--- Start RECORD EXTRACTS ---

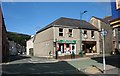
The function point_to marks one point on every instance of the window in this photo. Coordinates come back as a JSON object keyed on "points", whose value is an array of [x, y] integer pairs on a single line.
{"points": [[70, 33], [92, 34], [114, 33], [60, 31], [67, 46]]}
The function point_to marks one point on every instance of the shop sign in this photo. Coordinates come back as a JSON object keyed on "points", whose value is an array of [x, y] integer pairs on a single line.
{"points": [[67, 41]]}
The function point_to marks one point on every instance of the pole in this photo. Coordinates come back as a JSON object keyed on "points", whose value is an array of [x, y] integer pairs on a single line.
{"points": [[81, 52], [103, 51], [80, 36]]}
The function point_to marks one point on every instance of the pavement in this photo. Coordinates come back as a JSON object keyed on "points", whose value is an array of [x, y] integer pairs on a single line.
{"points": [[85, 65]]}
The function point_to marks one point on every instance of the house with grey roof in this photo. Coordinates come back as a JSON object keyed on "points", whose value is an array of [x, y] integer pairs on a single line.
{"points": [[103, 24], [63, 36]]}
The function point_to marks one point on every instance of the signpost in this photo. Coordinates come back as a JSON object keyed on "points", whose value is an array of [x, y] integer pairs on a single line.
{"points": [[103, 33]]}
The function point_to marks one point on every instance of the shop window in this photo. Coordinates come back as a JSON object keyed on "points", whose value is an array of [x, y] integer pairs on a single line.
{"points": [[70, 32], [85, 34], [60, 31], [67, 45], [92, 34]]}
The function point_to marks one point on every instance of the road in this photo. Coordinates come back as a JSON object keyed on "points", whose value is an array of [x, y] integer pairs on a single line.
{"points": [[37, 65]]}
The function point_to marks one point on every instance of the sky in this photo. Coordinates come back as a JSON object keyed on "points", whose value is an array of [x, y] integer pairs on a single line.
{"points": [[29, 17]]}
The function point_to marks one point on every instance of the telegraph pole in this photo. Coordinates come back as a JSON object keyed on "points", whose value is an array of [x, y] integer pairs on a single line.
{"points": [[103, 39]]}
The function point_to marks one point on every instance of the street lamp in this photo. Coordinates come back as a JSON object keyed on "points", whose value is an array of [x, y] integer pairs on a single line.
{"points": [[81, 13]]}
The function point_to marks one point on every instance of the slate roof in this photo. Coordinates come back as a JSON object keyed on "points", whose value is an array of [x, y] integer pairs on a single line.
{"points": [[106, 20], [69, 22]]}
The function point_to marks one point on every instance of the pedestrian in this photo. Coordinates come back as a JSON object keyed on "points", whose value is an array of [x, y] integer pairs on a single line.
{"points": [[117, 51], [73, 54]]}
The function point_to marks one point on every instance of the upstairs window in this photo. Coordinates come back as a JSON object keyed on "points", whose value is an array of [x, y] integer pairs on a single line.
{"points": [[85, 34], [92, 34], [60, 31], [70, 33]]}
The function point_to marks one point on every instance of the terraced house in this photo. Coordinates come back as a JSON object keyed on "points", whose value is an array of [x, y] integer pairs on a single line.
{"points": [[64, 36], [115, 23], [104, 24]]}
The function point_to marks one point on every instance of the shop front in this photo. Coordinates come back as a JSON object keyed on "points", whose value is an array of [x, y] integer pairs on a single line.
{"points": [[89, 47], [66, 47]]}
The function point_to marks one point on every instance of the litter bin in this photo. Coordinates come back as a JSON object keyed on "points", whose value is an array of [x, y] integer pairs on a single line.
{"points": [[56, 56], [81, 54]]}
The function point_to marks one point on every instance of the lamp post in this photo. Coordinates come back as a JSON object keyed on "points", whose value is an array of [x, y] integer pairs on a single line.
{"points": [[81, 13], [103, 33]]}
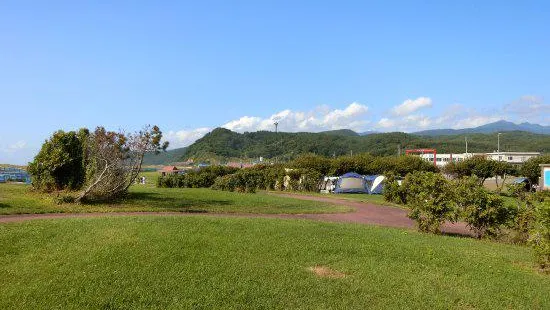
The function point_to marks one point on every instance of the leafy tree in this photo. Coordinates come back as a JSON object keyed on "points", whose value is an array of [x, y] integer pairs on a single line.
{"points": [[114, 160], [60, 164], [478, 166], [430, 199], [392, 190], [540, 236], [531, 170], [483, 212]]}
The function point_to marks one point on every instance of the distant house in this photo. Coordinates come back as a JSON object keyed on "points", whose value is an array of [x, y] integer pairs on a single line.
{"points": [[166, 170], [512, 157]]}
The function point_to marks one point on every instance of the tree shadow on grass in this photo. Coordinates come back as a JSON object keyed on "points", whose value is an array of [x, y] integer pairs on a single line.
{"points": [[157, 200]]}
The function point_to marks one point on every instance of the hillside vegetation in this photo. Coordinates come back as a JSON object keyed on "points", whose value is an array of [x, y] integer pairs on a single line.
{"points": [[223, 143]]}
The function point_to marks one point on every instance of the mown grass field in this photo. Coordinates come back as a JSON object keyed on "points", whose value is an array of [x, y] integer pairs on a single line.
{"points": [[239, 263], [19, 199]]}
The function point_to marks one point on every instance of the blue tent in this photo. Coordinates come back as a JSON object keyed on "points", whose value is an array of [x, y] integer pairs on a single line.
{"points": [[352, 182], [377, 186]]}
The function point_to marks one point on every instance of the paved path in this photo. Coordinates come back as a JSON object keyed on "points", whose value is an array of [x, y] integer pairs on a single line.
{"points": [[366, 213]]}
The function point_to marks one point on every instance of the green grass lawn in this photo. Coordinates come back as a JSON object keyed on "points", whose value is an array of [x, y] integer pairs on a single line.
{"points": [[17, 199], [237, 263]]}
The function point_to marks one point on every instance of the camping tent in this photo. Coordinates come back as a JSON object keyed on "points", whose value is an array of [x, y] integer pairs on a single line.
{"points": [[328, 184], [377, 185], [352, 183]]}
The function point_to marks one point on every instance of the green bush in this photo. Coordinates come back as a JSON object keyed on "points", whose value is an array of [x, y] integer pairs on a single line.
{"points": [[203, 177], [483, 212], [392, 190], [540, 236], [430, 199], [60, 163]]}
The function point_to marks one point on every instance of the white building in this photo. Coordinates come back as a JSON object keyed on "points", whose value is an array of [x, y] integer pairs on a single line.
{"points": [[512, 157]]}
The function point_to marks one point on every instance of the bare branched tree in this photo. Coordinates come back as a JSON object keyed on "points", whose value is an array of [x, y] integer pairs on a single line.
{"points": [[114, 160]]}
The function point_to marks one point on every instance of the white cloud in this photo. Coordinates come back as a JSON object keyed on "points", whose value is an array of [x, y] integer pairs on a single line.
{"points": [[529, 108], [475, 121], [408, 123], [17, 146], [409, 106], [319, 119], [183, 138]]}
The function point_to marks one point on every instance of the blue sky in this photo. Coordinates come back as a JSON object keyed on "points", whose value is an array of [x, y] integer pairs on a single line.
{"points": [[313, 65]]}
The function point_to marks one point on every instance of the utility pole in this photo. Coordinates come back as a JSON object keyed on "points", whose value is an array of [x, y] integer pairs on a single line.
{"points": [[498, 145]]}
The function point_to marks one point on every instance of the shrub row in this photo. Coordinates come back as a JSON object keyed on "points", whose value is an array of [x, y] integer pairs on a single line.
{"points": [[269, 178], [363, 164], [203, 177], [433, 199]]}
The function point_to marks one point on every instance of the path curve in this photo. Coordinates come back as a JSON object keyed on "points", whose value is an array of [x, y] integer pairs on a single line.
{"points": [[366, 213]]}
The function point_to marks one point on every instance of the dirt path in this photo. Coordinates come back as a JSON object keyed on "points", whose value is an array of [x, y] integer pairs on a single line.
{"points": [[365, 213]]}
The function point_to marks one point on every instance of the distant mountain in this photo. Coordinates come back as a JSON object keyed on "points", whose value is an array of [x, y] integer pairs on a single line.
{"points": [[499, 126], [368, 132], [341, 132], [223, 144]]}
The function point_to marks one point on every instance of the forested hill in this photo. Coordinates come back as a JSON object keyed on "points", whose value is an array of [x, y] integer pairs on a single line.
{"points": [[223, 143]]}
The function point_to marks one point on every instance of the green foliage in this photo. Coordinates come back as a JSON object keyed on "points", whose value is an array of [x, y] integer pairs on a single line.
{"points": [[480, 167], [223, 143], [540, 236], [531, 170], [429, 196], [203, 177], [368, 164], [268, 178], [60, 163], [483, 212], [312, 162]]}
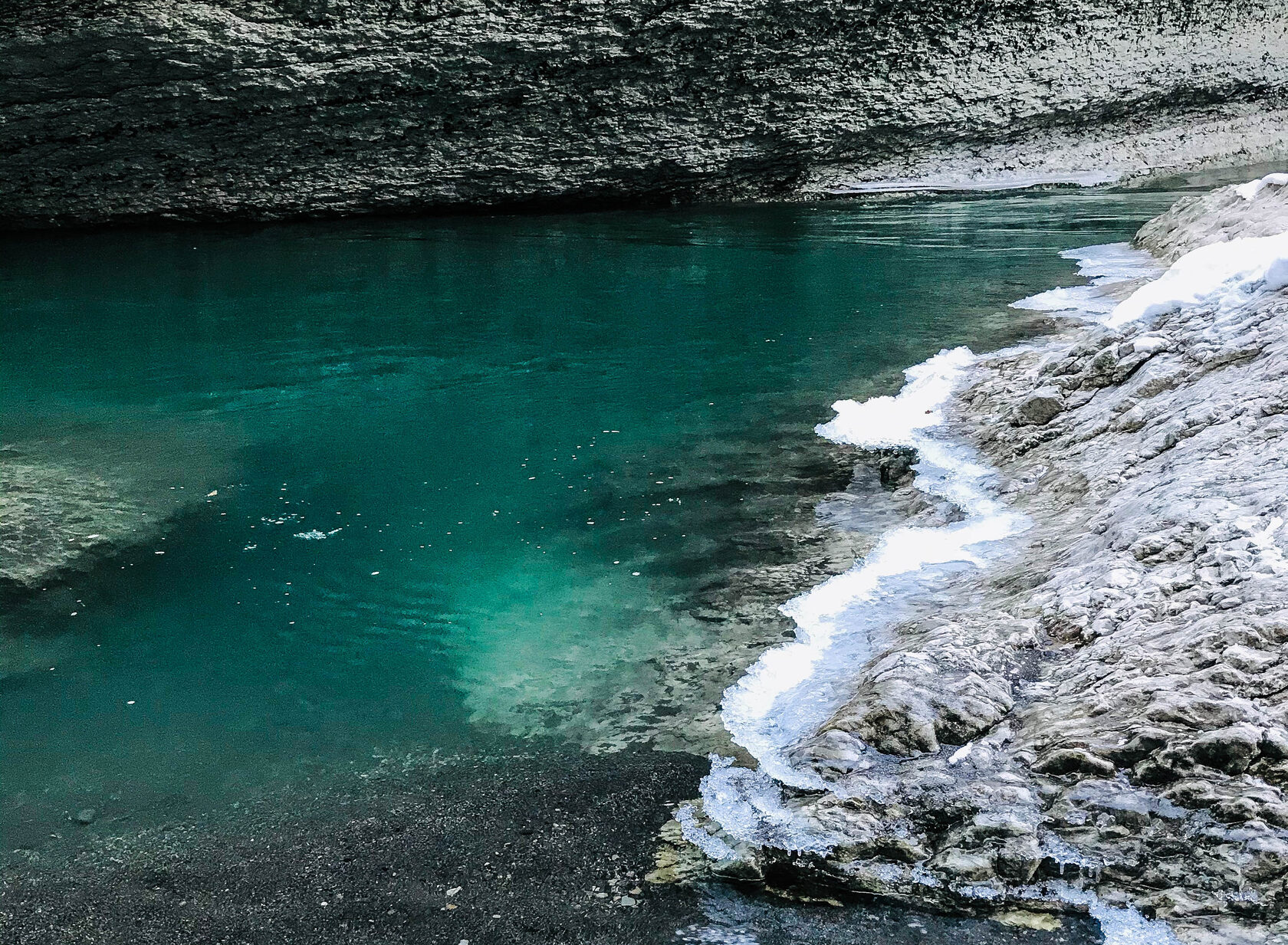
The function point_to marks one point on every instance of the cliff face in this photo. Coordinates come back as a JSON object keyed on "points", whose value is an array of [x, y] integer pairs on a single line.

--- End RECORD EXTRACTS ---

▶ **OBJECTIVE**: Starting at the line that holds "the distant mountain", repeat every line through the end of the listing exactly as written, skipping any picture.

▶ **REPLY TO THE TASK**:
The function point_to marks one point on every instance of the distant mountain in this photo. Coordinates come back as a JSON object keyed on "points", whose value is an array of [x, y] integer pairs on a single line.
{"points": [[499, 126], [368, 132], [341, 132], [223, 144]]}
The function point_to marks one point on every instance of the forested hill in this photo. Coordinates come back as a JSON object keyed on "points", whose value is an array of [x, y] integer pairs on a single line.
{"points": [[223, 143]]}
The function point_to marks one point on every instance of the green foliage in this photo. Coordinates come back as a JSON object keyed on "points", whose value is an array of [x, y] integer pairs on a single line.
{"points": [[480, 167], [223, 143], [540, 236], [531, 170], [429, 196], [203, 177], [368, 164], [268, 178], [60, 163], [483, 212], [312, 162]]}
The function point_to marks one point on every instance of the cliff face in this photo. Coordinates come back as a JSON object keyed on "points", whose value is an array of [x, y] integer pairs on a single line.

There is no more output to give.